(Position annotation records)
--------------------------------

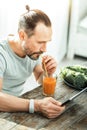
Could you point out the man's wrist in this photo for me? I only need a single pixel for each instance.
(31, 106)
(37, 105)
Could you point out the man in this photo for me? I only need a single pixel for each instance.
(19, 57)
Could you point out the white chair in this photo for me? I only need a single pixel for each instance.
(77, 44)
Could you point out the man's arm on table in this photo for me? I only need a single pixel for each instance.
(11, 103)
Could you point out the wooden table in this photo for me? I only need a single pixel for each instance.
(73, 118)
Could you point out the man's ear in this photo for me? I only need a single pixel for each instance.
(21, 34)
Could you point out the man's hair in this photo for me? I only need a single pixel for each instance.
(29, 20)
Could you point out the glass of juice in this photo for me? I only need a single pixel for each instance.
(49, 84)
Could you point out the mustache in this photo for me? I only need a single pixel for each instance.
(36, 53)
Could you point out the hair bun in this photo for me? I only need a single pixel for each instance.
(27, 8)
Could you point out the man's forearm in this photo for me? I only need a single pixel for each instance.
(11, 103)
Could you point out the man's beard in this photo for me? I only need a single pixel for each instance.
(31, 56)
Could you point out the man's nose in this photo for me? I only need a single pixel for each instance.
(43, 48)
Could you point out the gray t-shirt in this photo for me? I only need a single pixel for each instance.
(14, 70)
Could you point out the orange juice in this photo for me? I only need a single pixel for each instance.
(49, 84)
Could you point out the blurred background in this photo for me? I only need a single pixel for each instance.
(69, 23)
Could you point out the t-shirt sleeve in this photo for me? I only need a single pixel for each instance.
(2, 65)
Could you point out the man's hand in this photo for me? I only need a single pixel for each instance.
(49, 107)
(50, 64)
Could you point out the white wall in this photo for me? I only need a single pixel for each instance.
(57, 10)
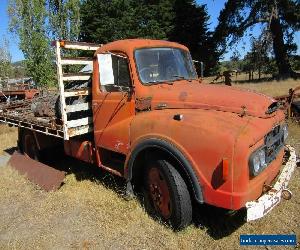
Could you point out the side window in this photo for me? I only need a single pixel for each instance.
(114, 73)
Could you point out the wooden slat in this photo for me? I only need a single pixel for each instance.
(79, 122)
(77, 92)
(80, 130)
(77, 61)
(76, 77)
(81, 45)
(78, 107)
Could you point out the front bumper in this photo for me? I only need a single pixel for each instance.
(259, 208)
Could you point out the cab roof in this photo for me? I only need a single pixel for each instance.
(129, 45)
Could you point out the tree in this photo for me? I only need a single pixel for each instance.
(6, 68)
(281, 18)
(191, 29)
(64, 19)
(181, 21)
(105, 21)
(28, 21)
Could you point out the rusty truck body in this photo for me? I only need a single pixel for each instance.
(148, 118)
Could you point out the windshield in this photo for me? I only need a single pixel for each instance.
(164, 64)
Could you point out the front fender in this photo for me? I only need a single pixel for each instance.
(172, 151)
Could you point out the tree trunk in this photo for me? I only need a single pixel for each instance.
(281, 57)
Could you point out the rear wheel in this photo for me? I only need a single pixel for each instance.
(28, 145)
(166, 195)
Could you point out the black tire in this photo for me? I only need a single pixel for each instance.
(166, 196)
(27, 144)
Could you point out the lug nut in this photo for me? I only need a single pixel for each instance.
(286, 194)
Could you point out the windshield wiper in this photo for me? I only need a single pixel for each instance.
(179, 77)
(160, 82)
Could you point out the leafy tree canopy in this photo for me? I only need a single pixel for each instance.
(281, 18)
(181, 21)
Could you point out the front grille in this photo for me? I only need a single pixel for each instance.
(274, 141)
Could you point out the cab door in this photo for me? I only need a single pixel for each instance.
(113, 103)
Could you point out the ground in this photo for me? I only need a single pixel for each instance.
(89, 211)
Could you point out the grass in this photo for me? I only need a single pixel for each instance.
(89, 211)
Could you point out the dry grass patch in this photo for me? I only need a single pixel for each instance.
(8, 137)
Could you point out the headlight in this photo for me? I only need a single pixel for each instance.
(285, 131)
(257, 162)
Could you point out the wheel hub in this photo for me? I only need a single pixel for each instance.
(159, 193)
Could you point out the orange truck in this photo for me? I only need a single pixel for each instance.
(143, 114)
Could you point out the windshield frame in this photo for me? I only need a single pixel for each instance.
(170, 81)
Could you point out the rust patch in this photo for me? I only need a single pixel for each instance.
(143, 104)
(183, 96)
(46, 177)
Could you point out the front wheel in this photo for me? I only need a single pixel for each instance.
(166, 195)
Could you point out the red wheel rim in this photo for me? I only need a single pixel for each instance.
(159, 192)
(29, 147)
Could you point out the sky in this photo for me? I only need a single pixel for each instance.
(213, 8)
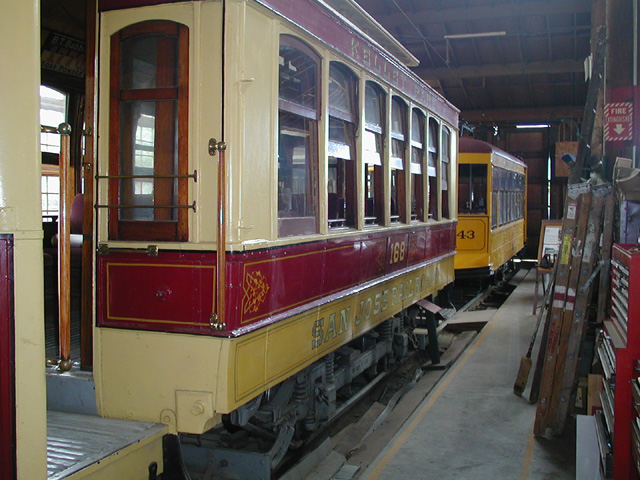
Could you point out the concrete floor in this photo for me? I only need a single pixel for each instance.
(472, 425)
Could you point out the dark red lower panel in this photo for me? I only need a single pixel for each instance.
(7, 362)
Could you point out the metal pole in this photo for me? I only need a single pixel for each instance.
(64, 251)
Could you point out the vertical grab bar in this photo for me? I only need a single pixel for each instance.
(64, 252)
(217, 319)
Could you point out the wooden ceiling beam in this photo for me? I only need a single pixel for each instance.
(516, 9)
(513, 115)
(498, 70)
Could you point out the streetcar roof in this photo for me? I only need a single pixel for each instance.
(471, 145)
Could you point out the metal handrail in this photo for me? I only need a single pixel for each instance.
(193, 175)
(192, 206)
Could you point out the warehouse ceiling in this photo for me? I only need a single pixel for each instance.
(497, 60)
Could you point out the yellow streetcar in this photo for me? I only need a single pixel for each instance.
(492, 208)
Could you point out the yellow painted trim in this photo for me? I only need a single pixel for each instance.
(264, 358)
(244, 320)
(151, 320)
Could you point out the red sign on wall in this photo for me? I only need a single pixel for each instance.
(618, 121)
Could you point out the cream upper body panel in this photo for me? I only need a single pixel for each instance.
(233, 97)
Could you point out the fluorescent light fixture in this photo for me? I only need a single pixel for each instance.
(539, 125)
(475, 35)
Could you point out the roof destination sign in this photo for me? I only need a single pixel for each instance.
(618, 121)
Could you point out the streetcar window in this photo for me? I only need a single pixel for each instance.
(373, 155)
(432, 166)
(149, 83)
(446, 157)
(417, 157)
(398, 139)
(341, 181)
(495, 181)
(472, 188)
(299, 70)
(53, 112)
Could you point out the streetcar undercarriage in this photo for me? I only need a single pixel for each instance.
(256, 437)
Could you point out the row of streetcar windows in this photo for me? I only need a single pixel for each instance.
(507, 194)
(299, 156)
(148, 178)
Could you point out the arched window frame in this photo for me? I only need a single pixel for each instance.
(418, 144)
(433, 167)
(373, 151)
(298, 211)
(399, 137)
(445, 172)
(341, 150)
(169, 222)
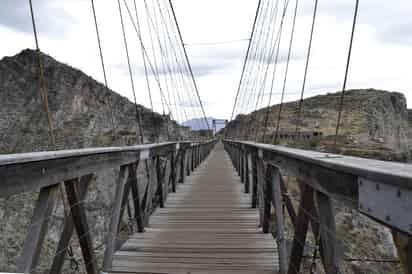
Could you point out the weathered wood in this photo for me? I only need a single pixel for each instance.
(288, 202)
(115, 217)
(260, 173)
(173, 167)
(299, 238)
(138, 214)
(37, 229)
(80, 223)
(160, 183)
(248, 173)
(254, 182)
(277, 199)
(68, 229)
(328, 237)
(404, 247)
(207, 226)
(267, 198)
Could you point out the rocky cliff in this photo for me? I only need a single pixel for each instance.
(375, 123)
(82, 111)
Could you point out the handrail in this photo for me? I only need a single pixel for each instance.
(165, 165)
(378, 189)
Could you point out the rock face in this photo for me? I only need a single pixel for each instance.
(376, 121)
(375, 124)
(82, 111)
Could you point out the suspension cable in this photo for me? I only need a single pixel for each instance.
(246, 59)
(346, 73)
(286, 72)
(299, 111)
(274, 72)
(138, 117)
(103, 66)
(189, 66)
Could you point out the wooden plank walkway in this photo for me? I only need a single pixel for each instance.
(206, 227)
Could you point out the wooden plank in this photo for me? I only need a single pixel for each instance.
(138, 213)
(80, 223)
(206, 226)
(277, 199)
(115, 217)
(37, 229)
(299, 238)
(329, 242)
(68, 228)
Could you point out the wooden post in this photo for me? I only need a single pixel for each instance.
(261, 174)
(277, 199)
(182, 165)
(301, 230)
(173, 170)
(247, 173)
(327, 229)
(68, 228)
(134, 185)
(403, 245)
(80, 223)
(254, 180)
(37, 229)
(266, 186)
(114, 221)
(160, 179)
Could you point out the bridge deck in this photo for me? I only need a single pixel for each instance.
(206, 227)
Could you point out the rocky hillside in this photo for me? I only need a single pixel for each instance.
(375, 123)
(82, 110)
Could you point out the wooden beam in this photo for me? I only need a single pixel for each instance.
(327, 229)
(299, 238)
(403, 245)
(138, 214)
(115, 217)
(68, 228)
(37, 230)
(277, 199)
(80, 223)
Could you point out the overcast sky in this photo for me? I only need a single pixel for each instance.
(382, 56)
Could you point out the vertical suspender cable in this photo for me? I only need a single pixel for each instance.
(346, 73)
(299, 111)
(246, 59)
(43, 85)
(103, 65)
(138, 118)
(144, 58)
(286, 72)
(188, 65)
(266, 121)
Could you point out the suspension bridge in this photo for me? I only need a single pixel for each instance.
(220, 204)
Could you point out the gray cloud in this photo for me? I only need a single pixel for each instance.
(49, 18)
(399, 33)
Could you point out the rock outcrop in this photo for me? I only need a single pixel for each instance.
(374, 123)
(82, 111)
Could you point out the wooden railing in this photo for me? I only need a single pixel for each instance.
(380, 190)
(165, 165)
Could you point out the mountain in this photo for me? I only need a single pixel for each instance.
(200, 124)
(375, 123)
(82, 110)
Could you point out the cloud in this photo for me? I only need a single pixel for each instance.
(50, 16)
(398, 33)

--------------------------------

(EXERCISE OBJECTIVE) Reproduce verbatim the lines of the listing, starting at the line that contains "Could you point out the cloud" and ending at the final line of the listing, with both of those lines included.

(THE COMPLETED TASK)
Could you point out the cloud in this photo for me? I only need a single pixel for each instance.
(50, 16)
(398, 33)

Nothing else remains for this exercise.